* What is expected
Could you please reproduce every record below exactly, leaving out the pictures?

Region pointing data
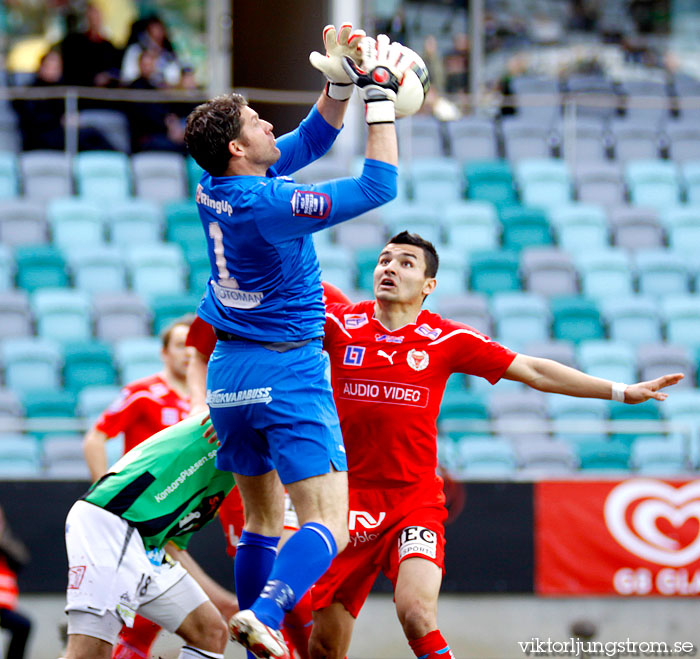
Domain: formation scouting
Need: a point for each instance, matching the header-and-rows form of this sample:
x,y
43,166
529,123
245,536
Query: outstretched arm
x,y
553,377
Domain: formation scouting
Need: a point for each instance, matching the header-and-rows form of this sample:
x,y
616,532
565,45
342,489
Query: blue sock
x,y
255,556
302,560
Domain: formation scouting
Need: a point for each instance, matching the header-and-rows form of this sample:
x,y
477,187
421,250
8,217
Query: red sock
x,y
136,642
431,646
296,627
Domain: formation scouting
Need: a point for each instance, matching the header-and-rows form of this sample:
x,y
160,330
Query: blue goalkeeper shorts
x,y
274,410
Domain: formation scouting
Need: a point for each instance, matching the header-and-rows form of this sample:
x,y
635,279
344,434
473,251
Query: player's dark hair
x,y
210,127
167,332
432,260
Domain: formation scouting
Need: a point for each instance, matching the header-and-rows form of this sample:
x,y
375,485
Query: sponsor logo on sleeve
x,y
417,359
354,356
355,320
310,204
374,391
417,540
426,330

* Task answer
Domain: formation scouting
Need: a point for each instance, matching the header-and-rows form of this sample:
x,y
43,166
529,123
245,536
Query: outstretched arm
x,y
553,377
Domain: formation scouting
Need: a point for each instance, matching the header-and-rows form of this sample:
x,y
616,532
565,45
342,489
Query: blue sock
x,y
255,556
302,560
Domain: formation scouting
Need: a point for each instance, matching the header-and-rows form of this sample:
x,y
477,187
421,250
8,217
Query: red sock
x,y
136,642
431,646
296,627
Domain: formation scouting
Need: a point for each instance, matching the header-and-rows form of this sample:
x,y
160,330
Query: blue goalkeeper shorts
x,y
274,410
Domain: formation scouting
Need: a point for each instance, matching the header-and-rows form of this sample:
x,y
635,279
344,434
473,251
Query: player's dark hair
x,y
210,127
167,332
432,260
Domain: formation scouting
Need: a point for each instance, matching the header-and-rows form of this sample:
x,y
375,485
Query: sponsor logo on sleeve
x,y
417,359
354,356
355,320
310,204
374,391
417,540
426,330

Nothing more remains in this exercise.